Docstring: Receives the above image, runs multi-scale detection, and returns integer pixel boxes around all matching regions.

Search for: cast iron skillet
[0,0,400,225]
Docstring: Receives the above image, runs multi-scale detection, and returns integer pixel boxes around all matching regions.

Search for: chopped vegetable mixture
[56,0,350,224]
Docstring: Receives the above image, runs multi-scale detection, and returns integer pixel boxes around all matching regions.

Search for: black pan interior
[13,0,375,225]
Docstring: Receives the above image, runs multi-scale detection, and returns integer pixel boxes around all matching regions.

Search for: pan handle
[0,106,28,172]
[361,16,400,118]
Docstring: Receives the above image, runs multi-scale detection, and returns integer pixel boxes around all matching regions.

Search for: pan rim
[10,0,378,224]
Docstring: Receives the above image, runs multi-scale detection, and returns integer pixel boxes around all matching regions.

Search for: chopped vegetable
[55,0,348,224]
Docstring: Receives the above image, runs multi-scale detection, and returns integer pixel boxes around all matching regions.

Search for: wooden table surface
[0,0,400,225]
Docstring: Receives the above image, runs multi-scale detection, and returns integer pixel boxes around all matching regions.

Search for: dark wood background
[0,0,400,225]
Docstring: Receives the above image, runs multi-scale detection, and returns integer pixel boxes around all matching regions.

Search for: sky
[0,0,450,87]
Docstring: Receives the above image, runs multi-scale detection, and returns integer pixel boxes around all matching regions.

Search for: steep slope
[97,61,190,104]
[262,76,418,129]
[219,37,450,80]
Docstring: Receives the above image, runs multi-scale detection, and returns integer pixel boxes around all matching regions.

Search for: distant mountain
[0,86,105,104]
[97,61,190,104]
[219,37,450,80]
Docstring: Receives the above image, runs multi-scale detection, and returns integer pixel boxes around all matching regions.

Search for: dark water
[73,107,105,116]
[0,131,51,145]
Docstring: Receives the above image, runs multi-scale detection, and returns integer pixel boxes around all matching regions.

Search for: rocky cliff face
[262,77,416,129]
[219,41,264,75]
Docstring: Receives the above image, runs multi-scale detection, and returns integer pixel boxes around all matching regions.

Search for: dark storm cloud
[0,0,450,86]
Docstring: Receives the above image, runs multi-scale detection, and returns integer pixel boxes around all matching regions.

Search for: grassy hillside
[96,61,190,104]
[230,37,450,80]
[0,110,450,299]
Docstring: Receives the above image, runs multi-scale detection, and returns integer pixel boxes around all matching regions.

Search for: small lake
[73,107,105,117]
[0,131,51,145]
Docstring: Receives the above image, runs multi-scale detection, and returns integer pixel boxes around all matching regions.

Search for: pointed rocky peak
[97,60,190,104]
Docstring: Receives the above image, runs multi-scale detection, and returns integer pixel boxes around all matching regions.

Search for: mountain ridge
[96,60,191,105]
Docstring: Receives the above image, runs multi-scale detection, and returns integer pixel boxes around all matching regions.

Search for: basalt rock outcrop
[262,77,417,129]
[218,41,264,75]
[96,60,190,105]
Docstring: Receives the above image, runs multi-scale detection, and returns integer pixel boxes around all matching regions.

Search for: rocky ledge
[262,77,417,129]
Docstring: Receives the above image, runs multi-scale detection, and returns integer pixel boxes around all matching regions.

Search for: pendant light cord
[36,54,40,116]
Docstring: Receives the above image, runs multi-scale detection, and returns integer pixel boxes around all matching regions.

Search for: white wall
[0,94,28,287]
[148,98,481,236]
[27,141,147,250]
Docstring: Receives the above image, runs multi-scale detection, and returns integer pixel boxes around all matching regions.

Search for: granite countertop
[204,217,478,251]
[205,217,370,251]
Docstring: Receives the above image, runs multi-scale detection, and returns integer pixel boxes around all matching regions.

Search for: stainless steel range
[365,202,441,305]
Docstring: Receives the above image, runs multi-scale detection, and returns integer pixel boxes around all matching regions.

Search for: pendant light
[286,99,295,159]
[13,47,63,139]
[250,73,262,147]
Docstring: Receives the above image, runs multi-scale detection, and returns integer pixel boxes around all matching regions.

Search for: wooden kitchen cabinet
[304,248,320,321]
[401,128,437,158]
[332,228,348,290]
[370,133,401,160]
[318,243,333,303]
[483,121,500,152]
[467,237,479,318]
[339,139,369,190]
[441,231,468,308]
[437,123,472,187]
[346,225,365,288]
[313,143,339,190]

★ ★ ★

» **To be done**: Copy all of the entries above line for line, without changing a character.

» **Task response**:
Docstring: Receives the above image, runs multi-scale detection, and returns integer pixel boxes around all matching regions.

Search for: cast iron skillet
[0,0,400,225]
Docstring: Receives the above image, runs multi-scale detection, and returns integer pixel boxes around all matching regions.

Search for: chopped vegetable mixture
[56,0,350,224]
Docstring: Receives the above image, runs multi-scale detection, and returns integer pixel boxes around all matching regions.

Search for: black pan interior
[13,0,375,225]
Docstring: Receives the above image, runs multi-scale detection, and returns integer pixel boxes around all matching regions.

Search for: pan handle
[0,106,28,172]
[361,16,400,118]
Docstring: Receives the above image, runs multi-scale detection, and returns integer pixel boxes around all matching regions.

Search for: pan rim
[10,0,378,224]
Docstring: Receives the above image, runs multi-scale detection, and returns integer pixel boxes around all matching regions.

Search for: chopped vegetable
[55,0,348,224]
Docstring: Receives the above image, runs multi-scale detection, and returns integer pixel boxes around all matching regions.

Search for: wooden table surface
[0,0,400,225]
Docstring: Receives the above image, runs multi-scale detection, and returns integer pixel boxes around all matching regions.

Search for: dark wood background
[0,0,400,225]
Docstring: Receives the above image, runs multi-scale detection, and returns integer pixel boxes around all matching regions.

Search for: sky
[0,0,450,87]
Docstring: Receives the above image, runs multi-scale detection, and returns integer pixel boxes around all matching regions.

Search for: steep slope
[97,61,190,104]
[262,76,418,129]
[219,37,450,80]
Docstring: Receives the above image, runs multi-scale detection, and returns integer pixel boxes around all matching regions.

Search for: distant mountain
[0,86,105,104]
[97,61,190,104]
[219,37,450,80]
Docstring: Receives the above image, runs multi-scale detection, and returns integer pixel boxes around all matching regions.

Search for: dark water
[73,107,105,116]
[0,131,51,145]
Docstring: Receives the above image, runs multi-scale detection, and returns integer pixel boxes around all matching regions.

Search for: rocky cliff face
[262,77,416,129]
[219,41,264,75]
Docstring: Receives the above image, runs multi-scale detection, and returns integer pixel boxes around all matching regions.

Search for: dark storm cloud
[0,0,450,86]
Docstring: Receives the above image, runs multi-scale detection, and returns integer pixel boxes around all matching regions.

Search for: grassy hillside
[96,61,190,104]
[230,37,450,80]
[0,110,450,299]
Docstring: Receives the above image, runs multi-scale detection, and returns integer pixel boxes around all matching regions.

Search for: small lake
[73,107,105,117]
[0,131,51,145]
Docstring: Receives the above image, runs multi-scale detection, and returns integer pixel boxes around all matching regions.

Search for: pointed rocky peak
[97,60,190,104]
Docstring: Receives the above image, runs multi-scale detection, and returns integer pixel boxes around all matching regions.

Search for: mountain ridge
[96,60,191,105]
Docstring: Receives the above image, runs multi-scale detection, and returns integer pixel boxes around all matching regions.

Search for: basalt rock outcrop
[262,77,417,129]
[218,41,264,75]
[96,60,190,105]
Docstring: Receives the above image, runs multi-scale detection, and returns integer pixel boxes around all matching regions.

Search for: rocky ledge
[262,77,417,129]
Docstring: Receives the above image, runs multi-scale detection, and returns integer pixel boxes around all matching regions.

Search for: pendant light cord
[36,54,40,116]
Docstring: Receives the above image, runs multi-scale detection, and returns integer pixel boxes around all matching regions.

Search for: white wall
[0,94,28,287]
[148,98,481,236]
[27,141,147,250]
Docstring: Receives the above image, runs multi-scale detection, and returns integer pixel boxes around all matching regions.

Search for: granite countertop
[204,217,478,251]
[205,217,370,251]
Docstring: Receives the above image, runs multi-scale detection, and returns integer pixel boxes around all matching regions.

Search for: stainless steel range
[365,202,441,305]
Docstring: Receives the above image, runs multi-scale detection, and returns integer pixel boxes around all matching regions.

Search for: pendant light
[286,99,295,159]
[13,47,63,139]
[250,73,262,147]
Docstring: Receives the above image, runs multi-scale detection, and returns integer pixel boxes around all matching regions.

Search for: wooden kitchen cabinet
[304,248,320,321]
[401,128,437,158]
[332,228,348,290]
[370,133,401,160]
[318,243,333,303]
[483,121,500,152]
[467,237,479,318]
[339,139,369,190]
[441,231,468,308]
[437,123,472,187]
[346,225,365,288]
[313,143,339,190]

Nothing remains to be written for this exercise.